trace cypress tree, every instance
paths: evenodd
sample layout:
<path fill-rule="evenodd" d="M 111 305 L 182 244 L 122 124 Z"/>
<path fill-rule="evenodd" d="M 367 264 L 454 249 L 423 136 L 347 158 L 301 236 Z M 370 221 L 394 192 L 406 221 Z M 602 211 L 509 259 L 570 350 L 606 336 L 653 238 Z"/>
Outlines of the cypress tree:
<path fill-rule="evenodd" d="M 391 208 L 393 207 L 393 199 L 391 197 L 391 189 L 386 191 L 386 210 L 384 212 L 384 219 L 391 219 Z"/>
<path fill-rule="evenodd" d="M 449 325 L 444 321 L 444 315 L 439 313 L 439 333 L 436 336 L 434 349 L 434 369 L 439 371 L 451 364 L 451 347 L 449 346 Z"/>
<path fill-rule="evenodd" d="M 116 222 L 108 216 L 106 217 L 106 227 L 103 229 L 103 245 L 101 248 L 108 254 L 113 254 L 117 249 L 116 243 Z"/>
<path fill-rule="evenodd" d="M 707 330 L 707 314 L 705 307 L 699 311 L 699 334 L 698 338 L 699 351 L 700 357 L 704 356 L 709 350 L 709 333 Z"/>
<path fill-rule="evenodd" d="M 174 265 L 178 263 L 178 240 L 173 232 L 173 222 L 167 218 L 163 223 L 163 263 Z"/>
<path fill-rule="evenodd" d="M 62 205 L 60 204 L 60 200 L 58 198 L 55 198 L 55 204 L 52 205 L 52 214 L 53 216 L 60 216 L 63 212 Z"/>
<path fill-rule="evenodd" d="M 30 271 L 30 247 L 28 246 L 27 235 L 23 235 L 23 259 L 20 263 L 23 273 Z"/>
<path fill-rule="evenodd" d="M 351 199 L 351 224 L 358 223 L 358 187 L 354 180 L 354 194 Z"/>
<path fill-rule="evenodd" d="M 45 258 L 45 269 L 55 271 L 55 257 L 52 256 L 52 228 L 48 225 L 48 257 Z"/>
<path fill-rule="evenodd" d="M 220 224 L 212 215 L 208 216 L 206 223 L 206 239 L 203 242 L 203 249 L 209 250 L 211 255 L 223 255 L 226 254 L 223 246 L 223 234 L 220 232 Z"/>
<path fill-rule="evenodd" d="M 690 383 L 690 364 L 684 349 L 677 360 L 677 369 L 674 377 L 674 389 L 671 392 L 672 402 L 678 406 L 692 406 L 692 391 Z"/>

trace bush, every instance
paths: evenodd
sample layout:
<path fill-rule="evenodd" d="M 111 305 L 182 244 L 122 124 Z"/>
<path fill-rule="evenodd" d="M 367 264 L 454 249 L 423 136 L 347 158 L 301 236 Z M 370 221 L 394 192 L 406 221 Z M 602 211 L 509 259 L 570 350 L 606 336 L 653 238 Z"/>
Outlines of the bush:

-------

Copy every one of the records above, keeping each line unchanged.

trace cypress tree, every instance
paths: evenodd
sample layout:
<path fill-rule="evenodd" d="M 111 305 L 182 244 L 122 124 Z"/>
<path fill-rule="evenodd" d="M 367 264 L 454 249 L 423 136 L 347 158 L 301 236 Z M 370 221 L 394 192 L 406 221 Z M 602 211 L 509 259 L 570 350 L 606 336 L 653 238 Z"/>
Outlines of the cypress tree:
<path fill-rule="evenodd" d="M 391 208 L 393 207 L 393 199 L 391 197 L 391 189 L 386 191 L 386 210 L 384 212 L 384 219 L 391 219 Z"/>
<path fill-rule="evenodd" d="M 449 325 L 444 321 L 444 315 L 439 313 L 439 333 L 436 336 L 434 349 L 434 369 L 439 371 L 451 364 L 451 347 L 449 346 Z"/>
<path fill-rule="evenodd" d="M 116 222 L 108 216 L 106 217 L 106 227 L 103 229 L 103 245 L 101 248 L 108 254 L 113 254 L 117 249 L 116 243 Z"/>
<path fill-rule="evenodd" d="M 707 330 L 707 314 L 705 307 L 699 311 L 699 334 L 698 338 L 699 351 L 700 357 L 704 356 L 709 350 L 709 333 Z"/>
<path fill-rule="evenodd" d="M 174 265 L 178 263 L 178 240 L 173 232 L 173 222 L 167 218 L 163 223 L 163 263 Z"/>
<path fill-rule="evenodd" d="M 62 205 L 60 204 L 60 200 L 58 198 L 55 198 L 55 204 L 52 205 L 52 214 L 53 216 L 60 216 L 63 212 Z"/>
<path fill-rule="evenodd" d="M 30 271 L 30 247 L 28 246 L 27 235 L 23 235 L 23 259 L 20 263 L 23 273 Z"/>
<path fill-rule="evenodd" d="M 351 199 L 351 224 L 358 223 L 358 187 L 354 180 L 354 194 Z"/>
<path fill-rule="evenodd" d="M 45 258 L 45 269 L 55 271 L 55 257 L 52 256 L 52 228 L 48 225 L 48 257 Z"/>
<path fill-rule="evenodd" d="M 220 224 L 212 215 L 208 216 L 206 223 L 206 239 L 203 242 L 203 249 L 209 250 L 211 255 L 223 255 L 226 254 L 223 246 L 223 234 L 220 232 Z"/>
<path fill-rule="evenodd" d="M 690 383 L 690 364 L 684 349 L 677 360 L 677 369 L 674 377 L 674 389 L 671 392 L 672 402 L 678 406 L 692 406 L 692 391 Z"/>

trace bush, every instance
paths: evenodd
sample layout:
<path fill-rule="evenodd" d="M 111 305 L 182 244 L 122 124 Z"/>
<path fill-rule="evenodd" d="M 367 264 L 454 249 L 423 136 L 347 158 L 301 236 Z M 370 221 L 394 192 L 406 221 Z M 602 211 L 509 259 L 570 350 L 606 336 L 653 238 Z"/>
Outlines of the bush:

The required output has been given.